**Texto analizado:**
_ _ _ _ _ _ _

En su libro sobre política, Aristóteles llama al ser humano el zoon polítikon. Esta descripción, más que, en su traducción literal, ser animales aficionados a la política, implica el deseo innato, naturaleza o physis para los griegos, que tenemos los seres humanos por agruparnos en comunidad, en sociedad. Este impulso lleva a las personas a asentarse en terrenos determinados y a desarrollar ciudades. En su libro Diez lecciones para el mundo postpandemia, Fareed Zakaria, un aclamado escritor indoestadounidense especializado en relaciones internacionales, expone ese impulso que la humanidad tiene por defecto cuando afirma que “las ciudades son la forma ideal para la vida de los seres humanos. Les permite convivir, jugar, trabajar [...]”. Esta idea refuerza el pensamiento aristotélico de integración y construcción antropológica en las polis o ciudades. En otras palabras, por naturaleza somos seres sociales, por lo que el contacto humano es necesario para poder progresar en comunidad.
Estas grandes ciudades, que poseen una inmensa cantidad de habitantes, se convirtieron en el caldo de cultivo ideal para el esparcimiento del covid-19. Durante los primeros meses de 2020, el flujo de personas entre ciudades, alentado también por las festividades de Navidad y fin de año, provocó que, si uno de los viajeros era portador del virus, la enfermedad se propagara a muchos de los habitantes de estas grandes ciudades; podemos hablar sobre las urbes en Estados Unidos, Europa y Asia, como ejemplos. Sin embargo, al establecerse propiamente la pandemia, se produjo un efecto de éxodo de las ciudades hacia las afueras; se calcula que, al menos, 420,000 personas salieron de Nueva York entre el 1 de marzo y el 1 de mayo de 2020, lo que, además del confinamiento obligatorio que todos vivimos, generó que los grandes centros urbanos quedaran desolados, trayendo consigo una interrupción abrupta del contacto humano. Esto último, sobre todo, impactó en el diario vivir de la fuerza laboral y de los estudiantes.

_ _ _ _ _ _ _

**Información mostrada:**
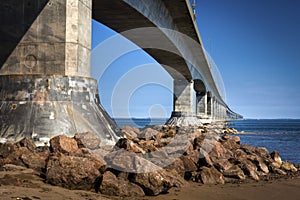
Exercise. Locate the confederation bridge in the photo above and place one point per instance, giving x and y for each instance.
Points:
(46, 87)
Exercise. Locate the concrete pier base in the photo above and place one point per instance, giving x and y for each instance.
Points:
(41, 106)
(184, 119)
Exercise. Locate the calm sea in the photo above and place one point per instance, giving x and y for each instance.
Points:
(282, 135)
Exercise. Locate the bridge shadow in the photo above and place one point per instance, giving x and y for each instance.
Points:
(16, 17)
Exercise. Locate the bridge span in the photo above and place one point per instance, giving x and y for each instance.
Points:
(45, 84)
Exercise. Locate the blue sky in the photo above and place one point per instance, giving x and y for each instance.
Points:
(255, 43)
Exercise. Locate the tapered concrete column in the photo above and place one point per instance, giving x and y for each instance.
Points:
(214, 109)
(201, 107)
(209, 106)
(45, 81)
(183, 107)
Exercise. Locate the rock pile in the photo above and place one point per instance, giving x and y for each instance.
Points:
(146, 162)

_ _ _ _ _ _ _

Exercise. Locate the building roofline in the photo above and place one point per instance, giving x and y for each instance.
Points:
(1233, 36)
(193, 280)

_ _ _ _ _ _ _

**Tarea:** Retoma el texto sobre las ciudades y la pandemia de covid-19 y continúalo a partir de su última oración. Los registros provienen de una fuente distinta.

**Respuesta escrita:**
Analizando superficialmente los efectos de la educación y trabajo virtual, y pasando por alto los grandes desafíos vividos en cuanto a acceso a conexión y brecha digital, que representan aún hoy en día desafíos mayores, me enfocaré brevemente en el impacto en la productividad de las personas. La tecnología facilitó el trabajo y el estudio remoto; sin embargo, con un costo altísimo de falta de motivación y poco desarrollo del elemento humano, como afirma Zakaria en el texto citado al principio de este artículo. Se afectó la complementariedad de la sociedad para combatir problemas comunes, para generar redes de apoyo y para seguir creciendo como comunidad. En otras palabras, la motivación es clave para el desarrollo del capital humano; no obstante, en muchos casos, existió desgaste profundo al solamente trabajar desde una computadora a pesar de las ventajas que la modalidad virtual nos plantea.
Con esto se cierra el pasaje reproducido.